Short exercise a
Report every line in the rows below that contains the word "headrest".

Document
25. Telegram From the Embassy in France to the Department of State1

3857. We appear to be heading for a confrontation with French on Cuban trade. For Embassy to be effective in circumstances, we will need clear-cut instructions on real US objectives. Following are considerations bearing on such instructions:

Four Major Actual or Potential Issues Between US and French on Cuban Trade:
French Credit Guarantees for Exports to Cuba. $10 million has already been approved for trucks and tractors (Embtel 3832)2 and indications are there may be more. In particular we have no assurance credit guarantees would not be issued for locomotives should request again be made.
Request for information specific firms involved in Cuban trade and their connections (based on Deptel 3780)3 now outstanding in FonOff. We understand from Wormser (Embtel 3818)4 we will get negative reply.
On shipping, FonOff has forwarded forms transmitted CA-63595 to companies, but none have been returned, either directly or through FonOff. Basis Deptel 4004 and Depcirtel 1227,6 we understand there is question whether French performance can be considered satisfactory under amendment to Foreign Assistance Act. Would appreciate information re application this amendment to British situation.
If French performance on shipping or on general Cuban trade policy judged inadequate, US may have to inform French Govt of termination aid. While remaining US aid program is minimal (Embtel [Page 39] 3824),7 public announcement such action inevitable and certain create political storm, especially coming on top of press attention already given to US-French differences on Cuban trade.
French Position on Credit Guarantees for Cuban Trade:
Despite our best efforts here and in NATO, GOF (even officials basically sympathetic to US position) not persuaded basic validity our position. As Alphand indicated (Deptel 4008),8 French believe effort isolate Cuba essentially governed by US domestic considerations; they tend to doubt desirability, as well as practicality, of economic warfare against Cuba. Hence their relatively cooperative attitude to date governed by desire accommodate US rather than by any conviction of their own.
Until recently FonOff (which has on whole tried restrain French participation in Cuban trade and shipping) has had upper hand. British bus deal, however, led to intensive industrial pressures reflected through Industry and Finance Ministries. In view British Govt action, and absence political conviction based on French national interests, FonOff has been unwilling (and probably unable) in truck case to veto credit guarantees on political grounds; same may apply to locomotives and other upcoming deals.

Material supplied
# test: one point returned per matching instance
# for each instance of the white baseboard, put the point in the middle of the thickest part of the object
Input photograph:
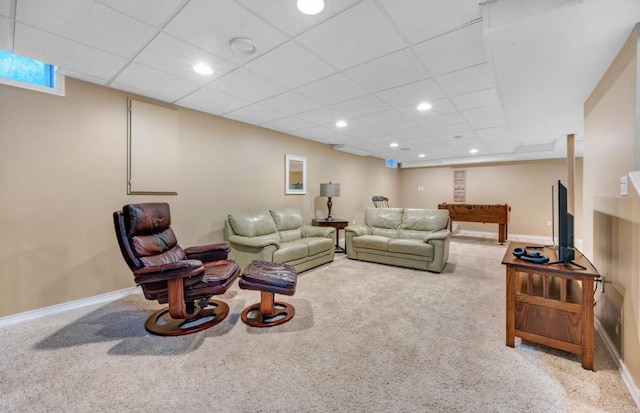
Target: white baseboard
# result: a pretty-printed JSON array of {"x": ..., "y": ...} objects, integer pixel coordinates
[
  {"x": 622, "y": 369},
  {"x": 54, "y": 309},
  {"x": 534, "y": 239}
]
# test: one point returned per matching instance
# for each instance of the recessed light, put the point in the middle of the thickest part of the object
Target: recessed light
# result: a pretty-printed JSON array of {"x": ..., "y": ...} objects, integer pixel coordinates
[
  {"x": 203, "y": 69},
  {"x": 243, "y": 45},
  {"x": 310, "y": 7}
]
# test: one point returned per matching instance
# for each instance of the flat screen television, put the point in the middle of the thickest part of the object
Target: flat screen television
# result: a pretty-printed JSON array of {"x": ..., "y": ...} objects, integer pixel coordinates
[{"x": 563, "y": 227}]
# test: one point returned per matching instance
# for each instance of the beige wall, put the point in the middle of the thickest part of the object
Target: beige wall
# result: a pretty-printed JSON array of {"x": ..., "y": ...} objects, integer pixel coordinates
[
  {"x": 63, "y": 173},
  {"x": 612, "y": 230},
  {"x": 525, "y": 186}
]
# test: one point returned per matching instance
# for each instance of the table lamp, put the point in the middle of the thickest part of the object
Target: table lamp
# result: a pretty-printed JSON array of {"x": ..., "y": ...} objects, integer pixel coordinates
[{"x": 329, "y": 190}]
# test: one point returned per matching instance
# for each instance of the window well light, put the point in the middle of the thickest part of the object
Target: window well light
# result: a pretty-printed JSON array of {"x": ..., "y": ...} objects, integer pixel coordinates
[
  {"x": 203, "y": 69},
  {"x": 310, "y": 7}
]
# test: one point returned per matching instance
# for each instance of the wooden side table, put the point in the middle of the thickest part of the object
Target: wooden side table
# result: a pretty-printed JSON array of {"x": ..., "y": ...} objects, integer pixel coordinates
[
  {"x": 336, "y": 223},
  {"x": 551, "y": 304}
]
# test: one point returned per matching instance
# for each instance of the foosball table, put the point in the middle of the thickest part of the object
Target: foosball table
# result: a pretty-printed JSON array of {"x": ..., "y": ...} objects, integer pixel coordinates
[{"x": 486, "y": 214}]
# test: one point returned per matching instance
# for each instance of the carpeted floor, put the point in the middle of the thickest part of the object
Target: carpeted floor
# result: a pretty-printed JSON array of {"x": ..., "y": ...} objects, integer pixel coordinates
[{"x": 365, "y": 338}]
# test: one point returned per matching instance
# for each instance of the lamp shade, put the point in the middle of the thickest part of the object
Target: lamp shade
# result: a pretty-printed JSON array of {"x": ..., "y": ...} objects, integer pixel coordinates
[{"x": 330, "y": 190}]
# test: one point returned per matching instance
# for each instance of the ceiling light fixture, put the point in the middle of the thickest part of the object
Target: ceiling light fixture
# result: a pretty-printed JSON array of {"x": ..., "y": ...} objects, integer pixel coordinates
[
  {"x": 243, "y": 45},
  {"x": 203, "y": 69},
  {"x": 310, "y": 7}
]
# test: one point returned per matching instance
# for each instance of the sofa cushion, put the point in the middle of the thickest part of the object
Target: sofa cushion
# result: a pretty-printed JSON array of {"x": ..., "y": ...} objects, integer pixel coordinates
[
  {"x": 383, "y": 217},
  {"x": 289, "y": 223},
  {"x": 290, "y": 251},
  {"x": 252, "y": 224},
  {"x": 411, "y": 246},
  {"x": 374, "y": 242},
  {"x": 425, "y": 219}
]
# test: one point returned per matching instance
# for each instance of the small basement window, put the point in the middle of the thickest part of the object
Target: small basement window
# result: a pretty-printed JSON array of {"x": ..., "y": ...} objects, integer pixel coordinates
[{"x": 31, "y": 74}]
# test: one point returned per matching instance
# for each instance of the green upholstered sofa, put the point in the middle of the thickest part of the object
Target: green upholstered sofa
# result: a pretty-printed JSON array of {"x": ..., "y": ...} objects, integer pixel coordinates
[
  {"x": 414, "y": 238},
  {"x": 278, "y": 236}
]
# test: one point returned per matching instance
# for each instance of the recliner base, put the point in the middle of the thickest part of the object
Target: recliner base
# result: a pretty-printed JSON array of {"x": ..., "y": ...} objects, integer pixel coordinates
[{"x": 216, "y": 309}]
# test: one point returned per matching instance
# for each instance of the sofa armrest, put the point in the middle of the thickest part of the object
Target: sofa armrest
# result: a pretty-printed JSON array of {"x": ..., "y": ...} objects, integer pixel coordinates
[
  {"x": 253, "y": 242},
  {"x": 168, "y": 271},
  {"x": 357, "y": 230},
  {"x": 313, "y": 231},
  {"x": 442, "y": 234}
]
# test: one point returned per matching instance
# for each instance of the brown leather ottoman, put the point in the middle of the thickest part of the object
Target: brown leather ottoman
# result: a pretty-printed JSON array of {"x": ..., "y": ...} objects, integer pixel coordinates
[{"x": 268, "y": 278}]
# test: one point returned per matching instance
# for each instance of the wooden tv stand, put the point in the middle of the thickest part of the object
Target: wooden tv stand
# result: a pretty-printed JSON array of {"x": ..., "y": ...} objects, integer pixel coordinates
[
  {"x": 487, "y": 214},
  {"x": 551, "y": 304}
]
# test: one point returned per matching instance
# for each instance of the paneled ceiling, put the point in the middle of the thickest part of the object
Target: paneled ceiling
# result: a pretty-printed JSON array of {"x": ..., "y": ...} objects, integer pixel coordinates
[{"x": 505, "y": 77}]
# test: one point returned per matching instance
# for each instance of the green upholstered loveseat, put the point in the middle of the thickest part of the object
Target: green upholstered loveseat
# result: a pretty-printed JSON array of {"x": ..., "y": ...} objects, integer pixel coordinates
[
  {"x": 414, "y": 238},
  {"x": 278, "y": 236}
]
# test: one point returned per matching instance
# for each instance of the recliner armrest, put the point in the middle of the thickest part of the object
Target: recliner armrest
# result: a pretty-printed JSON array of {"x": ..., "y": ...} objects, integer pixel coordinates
[
  {"x": 207, "y": 253},
  {"x": 253, "y": 242},
  {"x": 168, "y": 271},
  {"x": 313, "y": 231},
  {"x": 442, "y": 234},
  {"x": 357, "y": 229}
]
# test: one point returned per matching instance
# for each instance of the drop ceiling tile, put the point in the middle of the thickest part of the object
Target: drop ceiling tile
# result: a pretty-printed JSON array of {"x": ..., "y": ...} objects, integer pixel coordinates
[
  {"x": 486, "y": 117},
  {"x": 388, "y": 116},
  {"x": 87, "y": 22},
  {"x": 332, "y": 89},
  {"x": 431, "y": 18},
  {"x": 173, "y": 56},
  {"x": 365, "y": 105},
  {"x": 254, "y": 114},
  {"x": 211, "y": 24},
  {"x": 389, "y": 71},
  {"x": 152, "y": 12},
  {"x": 441, "y": 120},
  {"x": 291, "y": 103},
  {"x": 290, "y": 65},
  {"x": 212, "y": 101},
  {"x": 287, "y": 124},
  {"x": 285, "y": 15},
  {"x": 247, "y": 85},
  {"x": 453, "y": 51},
  {"x": 340, "y": 40},
  {"x": 486, "y": 97},
  {"x": 151, "y": 80},
  {"x": 488, "y": 132},
  {"x": 6, "y": 34},
  {"x": 321, "y": 116},
  {"x": 47, "y": 47},
  {"x": 438, "y": 107},
  {"x": 412, "y": 94},
  {"x": 466, "y": 80}
]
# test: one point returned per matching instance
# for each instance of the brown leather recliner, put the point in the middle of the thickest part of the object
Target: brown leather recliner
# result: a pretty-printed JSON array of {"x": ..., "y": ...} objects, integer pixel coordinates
[{"x": 184, "y": 278}]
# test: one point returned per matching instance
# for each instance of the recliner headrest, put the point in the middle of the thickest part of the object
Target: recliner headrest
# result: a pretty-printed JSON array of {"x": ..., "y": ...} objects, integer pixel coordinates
[{"x": 146, "y": 218}]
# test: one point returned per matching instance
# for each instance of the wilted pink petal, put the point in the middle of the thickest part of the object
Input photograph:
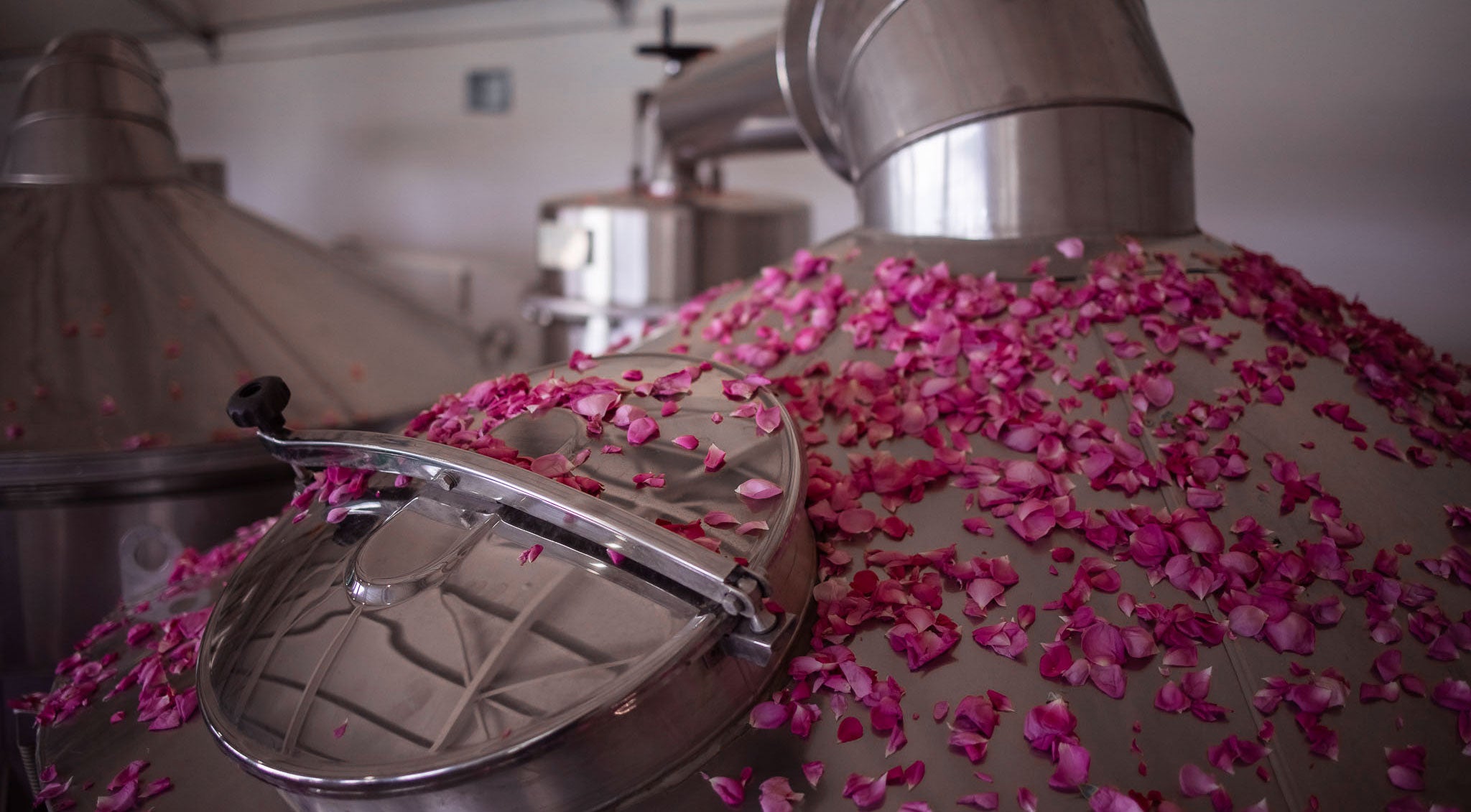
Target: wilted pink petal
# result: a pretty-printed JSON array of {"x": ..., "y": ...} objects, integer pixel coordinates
[
  {"x": 1454, "y": 695},
  {"x": 770, "y": 715},
  {"x": 812, "y": 771},
  {"x": 720, "y": 518},
  {"x": 595, "y": 405},
  {"x": 127, "y": 774},
  {"x": 1195, "y": 781},
  {"x": 1197, "y": 684},
  {"x": 581, "y": 363},
  {"x": 1073, "y": 768},
  {"x": 1406, "y": 778},
  {"x": 1171, "y": 699},
  {"x": 988, "y": 802},
  {"x": 52, "y": 789},
  {"x": 648, "y": 480},
  {"x": 914, "y": 774},
  {"x": 730, "y": 790},
  {"x": 1069, "y": 248},
  {"x": 977, "y": 526},
  {"x": 777, "y": 796},
  {"x": 1294, "y": 633},
  {"x": 714, "y": 458},
  {"x": 758, "y": 489},
  {"x": 769, "y": 418},
  {"x": 641, "y": 430},
  {"x": 1108, "y": 799},
  {"x": 866, "y": 792},
  {"x": 123, "y": 799},
  {"x": 855, "y": 520}
]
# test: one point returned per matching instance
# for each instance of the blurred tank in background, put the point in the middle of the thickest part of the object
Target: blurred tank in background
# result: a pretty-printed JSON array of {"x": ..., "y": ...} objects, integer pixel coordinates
[{"x": 131, "y": 299}]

Short exercise b
Copy the passage of the telegram between "Request for information" and "to British situation.", inclusive.

Right answer a
# for each instance of the recliner headrest, put the point in the middle of the thickest part of the object
Target: recliner headrest

Right answer b
Request for information specific firms involved in Cuban trade and their connections (based on Deptel 3780)3 now outstanding in FonOff. We understand from Wormser (Embtel 3818)4 we will get negative reply.
On shipping, FonOff has forwarded forms transmitted CA-63595 to companies, but none have been returned, either directly or through FonOff. Basis Deptel 4004 and Depcirtel 1227,6 we understand there is question whether French performance can be considered satisfactory under amendment to Foreign Assistance Act. Would appreciate information re application this amendment to British situation.